-- Start --

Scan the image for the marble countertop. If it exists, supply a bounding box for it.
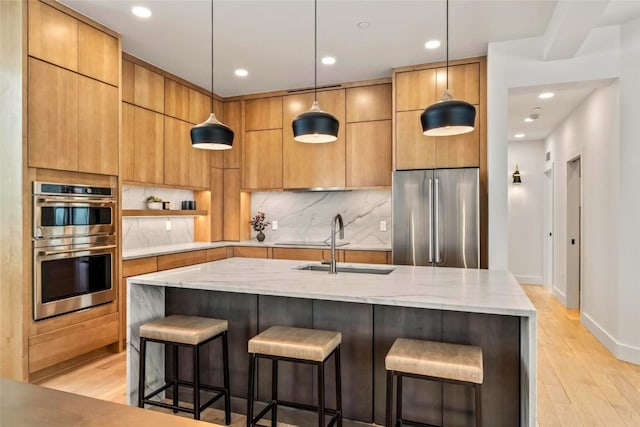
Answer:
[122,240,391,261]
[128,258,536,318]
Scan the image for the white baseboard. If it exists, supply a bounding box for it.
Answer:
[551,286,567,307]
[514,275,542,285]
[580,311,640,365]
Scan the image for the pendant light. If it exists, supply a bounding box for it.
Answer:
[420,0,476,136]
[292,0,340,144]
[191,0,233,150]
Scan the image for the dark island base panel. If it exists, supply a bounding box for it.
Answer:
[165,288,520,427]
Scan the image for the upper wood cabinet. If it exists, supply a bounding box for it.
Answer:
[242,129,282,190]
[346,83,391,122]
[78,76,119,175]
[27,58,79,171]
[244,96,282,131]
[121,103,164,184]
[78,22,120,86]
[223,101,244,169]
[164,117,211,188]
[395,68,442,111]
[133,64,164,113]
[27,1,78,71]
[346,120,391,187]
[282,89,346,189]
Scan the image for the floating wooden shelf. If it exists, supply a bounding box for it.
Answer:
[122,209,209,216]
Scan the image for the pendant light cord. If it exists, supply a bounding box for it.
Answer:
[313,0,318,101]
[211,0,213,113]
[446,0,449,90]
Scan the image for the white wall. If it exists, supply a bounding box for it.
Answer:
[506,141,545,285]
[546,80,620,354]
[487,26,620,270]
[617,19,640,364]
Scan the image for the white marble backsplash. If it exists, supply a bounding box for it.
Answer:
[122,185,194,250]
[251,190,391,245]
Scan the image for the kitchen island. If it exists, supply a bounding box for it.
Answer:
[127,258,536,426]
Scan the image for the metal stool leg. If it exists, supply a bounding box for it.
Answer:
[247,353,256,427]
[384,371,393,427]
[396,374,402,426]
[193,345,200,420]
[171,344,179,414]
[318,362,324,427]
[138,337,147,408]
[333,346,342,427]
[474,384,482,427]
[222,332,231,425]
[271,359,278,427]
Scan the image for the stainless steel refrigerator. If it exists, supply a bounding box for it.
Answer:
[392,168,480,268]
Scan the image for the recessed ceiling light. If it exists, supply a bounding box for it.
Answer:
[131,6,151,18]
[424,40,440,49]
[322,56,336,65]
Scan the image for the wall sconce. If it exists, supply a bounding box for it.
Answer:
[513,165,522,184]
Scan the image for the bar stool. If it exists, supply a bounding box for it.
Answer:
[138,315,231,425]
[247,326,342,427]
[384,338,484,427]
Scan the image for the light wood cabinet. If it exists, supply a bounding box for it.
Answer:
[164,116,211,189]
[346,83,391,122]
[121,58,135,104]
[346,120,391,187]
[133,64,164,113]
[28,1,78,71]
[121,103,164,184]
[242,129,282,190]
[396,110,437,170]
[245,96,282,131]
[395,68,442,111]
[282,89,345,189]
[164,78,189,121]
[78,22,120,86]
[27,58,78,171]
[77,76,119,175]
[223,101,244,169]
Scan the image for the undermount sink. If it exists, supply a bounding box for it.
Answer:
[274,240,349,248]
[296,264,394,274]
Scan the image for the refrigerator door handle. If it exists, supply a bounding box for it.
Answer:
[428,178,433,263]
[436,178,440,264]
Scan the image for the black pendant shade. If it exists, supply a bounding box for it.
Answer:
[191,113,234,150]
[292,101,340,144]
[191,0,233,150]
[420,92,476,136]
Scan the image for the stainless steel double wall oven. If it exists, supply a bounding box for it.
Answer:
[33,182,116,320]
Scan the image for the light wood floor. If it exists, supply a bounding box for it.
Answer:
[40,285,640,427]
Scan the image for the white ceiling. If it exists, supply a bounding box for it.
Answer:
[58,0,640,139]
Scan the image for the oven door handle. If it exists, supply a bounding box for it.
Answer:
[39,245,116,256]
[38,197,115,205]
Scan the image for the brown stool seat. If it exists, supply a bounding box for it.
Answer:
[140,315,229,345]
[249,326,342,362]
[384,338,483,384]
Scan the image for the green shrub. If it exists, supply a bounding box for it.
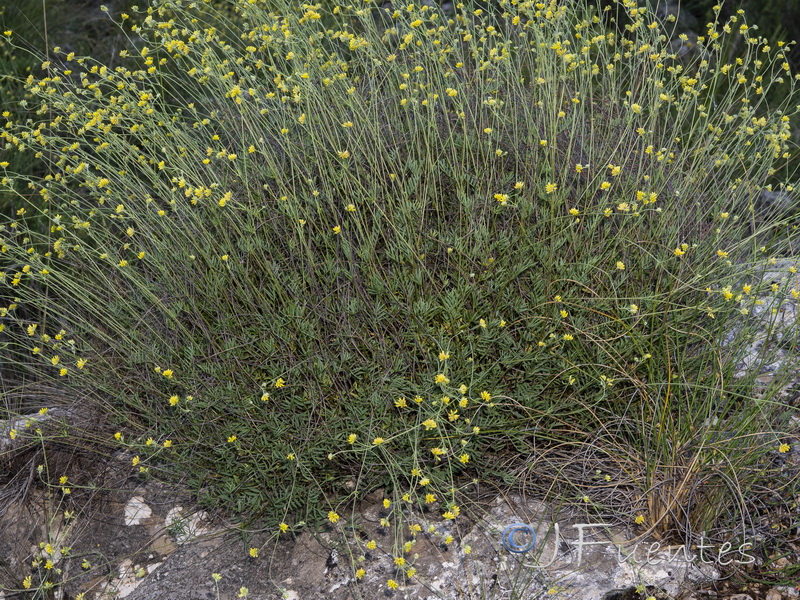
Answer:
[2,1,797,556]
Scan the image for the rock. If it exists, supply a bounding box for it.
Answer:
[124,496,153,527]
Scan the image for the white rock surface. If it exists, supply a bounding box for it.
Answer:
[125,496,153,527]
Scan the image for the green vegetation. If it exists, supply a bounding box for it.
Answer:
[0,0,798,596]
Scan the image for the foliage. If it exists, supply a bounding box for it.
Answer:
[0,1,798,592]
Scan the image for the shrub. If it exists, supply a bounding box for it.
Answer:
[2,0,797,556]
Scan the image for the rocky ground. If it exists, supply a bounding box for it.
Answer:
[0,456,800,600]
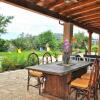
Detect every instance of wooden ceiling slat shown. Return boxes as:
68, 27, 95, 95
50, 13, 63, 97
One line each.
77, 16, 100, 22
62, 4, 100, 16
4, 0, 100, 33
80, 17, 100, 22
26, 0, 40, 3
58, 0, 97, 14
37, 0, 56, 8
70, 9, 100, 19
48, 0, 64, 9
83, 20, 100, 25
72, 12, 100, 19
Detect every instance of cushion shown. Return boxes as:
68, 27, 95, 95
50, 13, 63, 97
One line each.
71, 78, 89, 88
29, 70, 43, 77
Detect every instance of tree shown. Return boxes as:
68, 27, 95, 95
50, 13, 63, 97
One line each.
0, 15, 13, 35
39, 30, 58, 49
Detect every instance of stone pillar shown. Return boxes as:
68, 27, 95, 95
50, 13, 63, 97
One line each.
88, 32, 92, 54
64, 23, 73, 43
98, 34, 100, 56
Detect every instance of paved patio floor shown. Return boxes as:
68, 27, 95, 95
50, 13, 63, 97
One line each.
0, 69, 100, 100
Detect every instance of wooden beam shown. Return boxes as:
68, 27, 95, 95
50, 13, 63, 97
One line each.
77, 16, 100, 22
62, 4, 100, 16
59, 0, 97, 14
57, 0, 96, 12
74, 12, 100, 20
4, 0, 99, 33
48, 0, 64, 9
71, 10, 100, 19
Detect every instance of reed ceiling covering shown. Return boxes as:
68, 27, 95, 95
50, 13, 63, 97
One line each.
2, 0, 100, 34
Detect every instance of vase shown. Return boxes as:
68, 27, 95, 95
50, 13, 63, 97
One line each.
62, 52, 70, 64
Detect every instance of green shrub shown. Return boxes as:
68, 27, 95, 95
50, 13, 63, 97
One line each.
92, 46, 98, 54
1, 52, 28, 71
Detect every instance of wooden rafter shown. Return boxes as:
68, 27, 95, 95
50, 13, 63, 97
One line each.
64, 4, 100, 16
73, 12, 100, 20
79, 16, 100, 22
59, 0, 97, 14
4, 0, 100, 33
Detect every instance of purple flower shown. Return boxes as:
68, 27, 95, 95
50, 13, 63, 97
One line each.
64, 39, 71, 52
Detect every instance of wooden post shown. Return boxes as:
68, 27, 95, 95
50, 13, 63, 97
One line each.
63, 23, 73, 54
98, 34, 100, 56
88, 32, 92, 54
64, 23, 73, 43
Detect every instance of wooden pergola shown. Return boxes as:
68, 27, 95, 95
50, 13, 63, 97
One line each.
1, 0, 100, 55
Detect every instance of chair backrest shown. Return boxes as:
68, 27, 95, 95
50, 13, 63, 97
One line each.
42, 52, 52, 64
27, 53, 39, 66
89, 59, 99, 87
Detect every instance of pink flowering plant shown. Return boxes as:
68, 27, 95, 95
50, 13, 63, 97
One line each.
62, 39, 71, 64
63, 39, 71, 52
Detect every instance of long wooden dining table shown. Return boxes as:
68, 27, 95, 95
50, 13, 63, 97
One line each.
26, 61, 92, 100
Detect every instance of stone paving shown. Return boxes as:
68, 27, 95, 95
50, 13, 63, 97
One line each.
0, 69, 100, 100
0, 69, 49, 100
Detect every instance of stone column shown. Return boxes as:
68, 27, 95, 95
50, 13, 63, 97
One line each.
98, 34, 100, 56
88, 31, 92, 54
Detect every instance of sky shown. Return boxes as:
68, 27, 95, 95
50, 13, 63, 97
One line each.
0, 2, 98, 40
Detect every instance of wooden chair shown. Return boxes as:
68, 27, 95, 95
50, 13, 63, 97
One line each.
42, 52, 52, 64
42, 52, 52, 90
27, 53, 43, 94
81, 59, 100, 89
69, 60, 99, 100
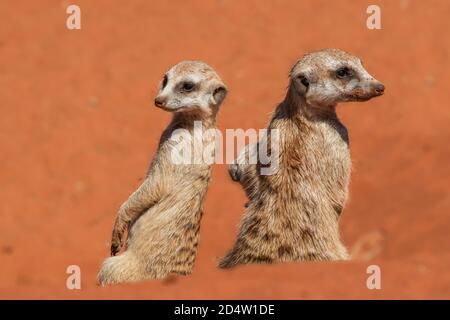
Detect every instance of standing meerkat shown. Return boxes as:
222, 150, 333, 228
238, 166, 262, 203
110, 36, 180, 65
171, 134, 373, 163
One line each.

-- End --
-- Start --

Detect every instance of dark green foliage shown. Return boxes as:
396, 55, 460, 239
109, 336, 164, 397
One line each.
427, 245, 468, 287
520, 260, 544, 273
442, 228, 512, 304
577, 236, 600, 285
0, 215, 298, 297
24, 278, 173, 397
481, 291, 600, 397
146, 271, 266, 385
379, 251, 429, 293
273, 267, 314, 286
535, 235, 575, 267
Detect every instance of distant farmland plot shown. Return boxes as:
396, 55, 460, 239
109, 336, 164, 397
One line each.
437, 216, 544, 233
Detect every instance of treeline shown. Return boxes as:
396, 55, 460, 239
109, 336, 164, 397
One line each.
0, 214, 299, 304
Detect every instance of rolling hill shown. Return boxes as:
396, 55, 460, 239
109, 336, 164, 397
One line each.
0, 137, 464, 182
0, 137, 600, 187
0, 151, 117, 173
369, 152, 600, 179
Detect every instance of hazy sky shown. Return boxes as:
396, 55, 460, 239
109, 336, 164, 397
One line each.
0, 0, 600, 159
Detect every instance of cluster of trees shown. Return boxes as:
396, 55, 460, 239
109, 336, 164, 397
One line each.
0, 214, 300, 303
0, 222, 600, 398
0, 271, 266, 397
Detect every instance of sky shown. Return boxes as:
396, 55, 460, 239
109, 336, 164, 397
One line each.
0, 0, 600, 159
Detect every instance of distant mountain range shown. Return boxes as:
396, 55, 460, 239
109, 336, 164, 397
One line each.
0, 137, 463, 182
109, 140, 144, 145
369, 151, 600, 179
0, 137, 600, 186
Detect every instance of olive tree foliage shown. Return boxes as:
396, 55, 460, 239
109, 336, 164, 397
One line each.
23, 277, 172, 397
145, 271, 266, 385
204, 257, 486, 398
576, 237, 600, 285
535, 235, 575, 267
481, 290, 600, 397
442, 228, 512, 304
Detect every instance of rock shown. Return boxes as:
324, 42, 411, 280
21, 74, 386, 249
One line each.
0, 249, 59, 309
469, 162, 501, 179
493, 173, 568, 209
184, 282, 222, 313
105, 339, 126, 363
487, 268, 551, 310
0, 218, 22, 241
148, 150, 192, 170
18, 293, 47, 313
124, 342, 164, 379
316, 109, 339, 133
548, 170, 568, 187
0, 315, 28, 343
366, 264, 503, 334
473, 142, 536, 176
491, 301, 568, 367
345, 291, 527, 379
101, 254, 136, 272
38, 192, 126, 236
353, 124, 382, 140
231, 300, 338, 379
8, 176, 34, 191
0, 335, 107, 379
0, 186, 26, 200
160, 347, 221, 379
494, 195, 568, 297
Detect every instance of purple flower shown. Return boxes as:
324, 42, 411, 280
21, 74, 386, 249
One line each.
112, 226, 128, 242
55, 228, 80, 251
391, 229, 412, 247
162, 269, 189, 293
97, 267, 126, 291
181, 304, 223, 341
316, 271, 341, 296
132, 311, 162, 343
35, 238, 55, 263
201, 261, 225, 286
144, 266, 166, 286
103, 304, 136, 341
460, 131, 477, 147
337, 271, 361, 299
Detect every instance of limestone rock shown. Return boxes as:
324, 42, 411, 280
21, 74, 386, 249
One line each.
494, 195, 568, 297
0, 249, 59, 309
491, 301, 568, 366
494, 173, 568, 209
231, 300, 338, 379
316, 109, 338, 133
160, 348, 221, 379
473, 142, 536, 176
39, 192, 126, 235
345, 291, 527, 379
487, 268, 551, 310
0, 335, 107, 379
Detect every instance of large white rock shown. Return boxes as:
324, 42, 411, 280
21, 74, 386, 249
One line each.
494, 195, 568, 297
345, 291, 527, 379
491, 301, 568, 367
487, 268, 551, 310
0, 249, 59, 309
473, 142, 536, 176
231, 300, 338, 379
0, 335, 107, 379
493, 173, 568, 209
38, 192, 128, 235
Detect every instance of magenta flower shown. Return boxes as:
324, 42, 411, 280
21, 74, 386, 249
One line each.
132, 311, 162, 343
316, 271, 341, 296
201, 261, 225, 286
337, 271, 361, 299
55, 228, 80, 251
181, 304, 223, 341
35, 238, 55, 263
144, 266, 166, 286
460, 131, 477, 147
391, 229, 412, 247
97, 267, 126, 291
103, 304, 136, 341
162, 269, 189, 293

-- End --

[Goal of the exercise]:
Give the entries again, from the line containing "Scan the image for the stainless steel refrigerator." through the line containing "[384,338,483,384]", with every "supply" swapped for "provide" and nothing else changed.

[Response below]:
Scan the image for the stainless steel refrigerator. If it exists, provide a bounding box for it.
Answer:
[392,168,480,268]
Scan the image for the recessed ceiling light. If it exists, provide a bounding box for it.
Answer:
[131,6,151,18]
[424,40,440,49]
[322,56,336,65]
Scan the image for the wall sconce. If it exists, provide a bounding box for it.
Answer:
[513,165,522,184]
Scan the image for the bar stool. If it exists, provide a bounding box for it.
Answer:
[138,315,231,425]
[247,326,342,427]
[384,338,484,427]
Scan the image for the light wood cabinet. If it exists, provide a bounding box for it.
Answer:
[164,116,211,189]
[346,83,391,122]
[121,58,135,104]
[346,120,391,187]
[133,64,164,113]
[28,1,78,71]
[121,103,164,184]
[242,129,282,190]
[396,110,437,170]
[245,96,282,131]
[395,68,442,111]
[282,89,345,189]
[164,78,189,121]
[78,22,120,86]
[27,58,78,171]
[77,76,119,175]
[223,101,244,169]
Scan the image for the undermount sink. If it exists, provide a bounding box for it.
Answer:
[274,240,349,248]
[296,264,394,274]
Scan the image for the refrigerator door handle. If it exists, provide a bounding box for it.
Answer:
[428,178,433,263]
[436,178,440,264]
Scan the image for the black pendant shade. If it exists, provide a bounding box for it.
Answer:
[191,113,234,150]
[292,101,340,144]
[191,0,233,150]
[420,92,476,136]
Scan the image for the stainless steel double wall oven. If it exists, provide a bounding box for it.
Answer:
[33,182,116,320]
Scan the image for the light wood floor. If it exists, provide a bounding box for it.
Answer:
[40,285,640,427]
Scan the image for the white ceiling. If it exists, provide a bounding box for it.
Answer:
[58,0,640,139]
Scan the image for the oven door handle. If it exists, provide a bounding box for it.
Answer:
[39,245,116,256]
[38,197,115,205]
Scan the image for the brown stool seat. If it exists, provide a bounding box for it.
Answer:
[140,315,229,345]
[249,326,342,362]
[384,338,483,384]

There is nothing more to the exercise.